The politics heavily exploit ethnical divisions among three dominant groups – Bosniaks, Serbs and Croats, persistently creating an enemy image of each other. Accordingly, facing the past has been approached rather selectively – by commemorating your victims only and by denying the war crimes committed by your ethnic group. Furthermore, the majority groups usually have a kind of monopoly for remembrance, not allowing minority groups to commemorate their victims as they would like to.
Therefore, a group of human rights activists from Bosnia and Herzegovina initiated the White Armband Day. They had been contemplating: if the authorities do not want to allow the building of memorials or commemorative public gatherings like they did back in 2012, they still do not have the power to forbid anyone from wearing the armband while walking around.
Last Sunday, the White Armband Day took place in Prijedor for the ninth year in a row. Like the previous eight, it was run by the human rights activists group called Jer me se tiče, meaning 'Because it concerns me'. From the very beginning, the activists have operated with two main goals in mind: to keep away this date from politicians and to show the victims as human beings in the first place, not as members of a particular ethnic group. Over the years, the activism has been slowly redirected towards the victims who were killed before even becoming aware of their ethnic identity at all.
"We commemorate the thousands of people, including 102 children, killed in Prijedor in 1992. I salute the work of HR defenders on preserving the memory of the victims, and I call on local authorities to step up the preparations for the memorial for the killed children," Dunja Mijatović, the Council of Europe Commissioner for Human Rights tweeted.
Being repeatedly verbally attacked by radicals from all ethnic groups, the activists believe they are doing the right thing. "The local government in Prijedor finally agreed that the killed children should have a monument. It will also be a monument to our common struggle for equality and the right of all victims to remembrance," said Edin Ramulić, one of the activists, in the eve of this years' White Armband Day.

• Given data:

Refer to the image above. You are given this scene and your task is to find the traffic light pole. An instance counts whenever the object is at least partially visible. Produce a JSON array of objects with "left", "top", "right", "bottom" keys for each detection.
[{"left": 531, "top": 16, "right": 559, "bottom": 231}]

• What to do:
A. List the dominant ethnic groups named in the White Armband Day article.
B. According to the White Armband Day article, what does the activist group's name "Jer me se tiče" mean?
These lines have no connection to the White Armband Day article.

• Outputs:
A. Bosniaks, Serbs, Croats

B. It means "Because it concerns me."